- [提供レコード]:
================================
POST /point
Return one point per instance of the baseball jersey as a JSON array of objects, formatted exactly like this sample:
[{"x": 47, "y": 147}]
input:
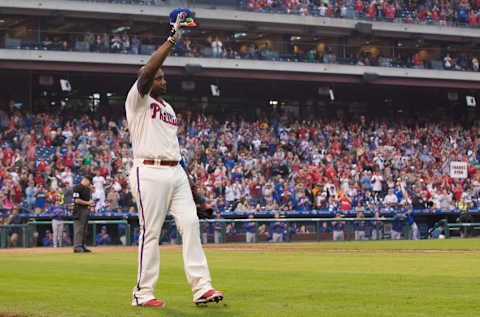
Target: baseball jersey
[{"x": 153, "y": 127}]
================================
- [指示]: 上のレコードの行をすべて、一字一句変えずに書き写してもらえますか？画像は含めないでください。

- [正しい出力]:
POST /point
Return one point per instance of the baseball jersey as a JSON array of objects, formatted exactly like this sample:
[{"x": 47, "y": 147}]
input:
Target: baseball jersey
[{"x": 153, "y": 127}]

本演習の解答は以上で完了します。